■ Gösterilen metin ■
• • •
Birkaç haftadır bu köşede hep koronavirüs salgınının korkutucu, moral bozucu, can sıkıcı yanlarını yazıyoruz. Maalesef ortaya kapkara bir tablo çıkıyor. Virüsten olduğu kadar travmasından da korunmak ayrı bir çaba ve başarı gerektiriyor.
Peki, bu kara tablonun içinde insanı azıcık rahatlatacak, moralini yükseltecek, mücadelesine güç katacak bazı umut ışıkları yok mu?
Bugün, köşemizde farklı bir bakışla bazı son gelişmelerle ilgili iki üç örnek vermek istiyorum.
“Oh, nefes alabiliyoruz”
İlk örnek, “hava” ile ilgili.
Korona belası dünyayı sardıktan sonra “iklim değişikliği” denilen diğer bir belanın hızı kesildi. Otomobiller, uçaklar, bilumum motorlu araçlar faaliyetlerini kısıtladıkları ya da tamamen kestikleri gibi fabrikalar, çeşitli iş yerleri de aynı şekilde çalışmalarına son veya ara verince, atmosfere karışan karbondioksit, yani o zehirli gazlar da adam akıllı azaldı.
Özellikle hava kirliliği had safhada sayılan Beijing’den Yeni Delhi’ye, New York’tan Atina’ya kadar birçok büyük kentte yapılan son ölçümler, bu çevre sorununun son haftalarda düzelmekte olduğunu ortaya koydu.
ABD’deki Dış İlişkiler Konseyi’nin (CFR) internet sitesinde yayınlanan bir araştırma, Çin başkentindeki hava kirlilik oranının son üç ayda yüzde 25 oranında düştüğünü gösteriyor.
Yunan “Kathimerini” gazetesine göre Atina halkı penceresini açtığında artık “Oh” deyip derin bir nefes alabiliyormuş...
CFR’ın raporunun tavsiye bölümünde dünya liderlerine, siyasetçilere bir çağrı var: Korona krizi sırasında düzelmekte olan durumun korona sonrası dönemde bozulmasına izin vermeyin, 2016’da imzalanan Paris Sözleşmesi’nin öngördüğü hava kirliliğine karşı tedbirleri harfiyen uygulayın ki çevreyle ilgili yeni felaketlerle karşılaşmayalım. Bunun yolu da çevre temizliği ve mesafeli sosyal temas alışkanlığını sürdürmektir.
• • •
■ Sağlanan veriler ■

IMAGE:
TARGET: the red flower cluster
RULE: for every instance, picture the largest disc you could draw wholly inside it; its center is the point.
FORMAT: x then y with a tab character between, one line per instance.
• • •
■ Görev 1 ■
Gösterilen metne göre aşağıdaki soruları yanıtlayın:
(a) CFR'ın internet sitesinde yayınlanan araştırmaya göre Çin başkentindeki hava kirlilik oranı son üç ayda yüzde kaç düştü?
(b) Atina halkının penceresini açınca derin bir nefes alabildiğini hangi gazete bildiriyor?
(c) CFR raporu hangi yılda imzalanan hangi sözleşmenin tedbirlerinin harfiyen uygulanmasını istiyor?
■ Görev 2 ■
Gösterilen metinde son ölçümlerin yapıldığı büyük kentler olarak adı geçen şehirlerin tamamını sıralayın.

■ Tam yanıt 1 ■
(a) Çin başkentindeki hava kirlilik oranı son üç ayda yüzde 25 düştü.
(b) Bunu Yunan "Kathimerini" gazetesi bildiriyor.
(c) Rapor, 2016'da imzalanan Paris Sözleşmesi'nin öngördüğü tedbirlerin uygulanmasını istiyor.

■ Tam yanıt 2 ■
Bu kentler Beijing, Yeni Delhi, New York ve Atina'dır.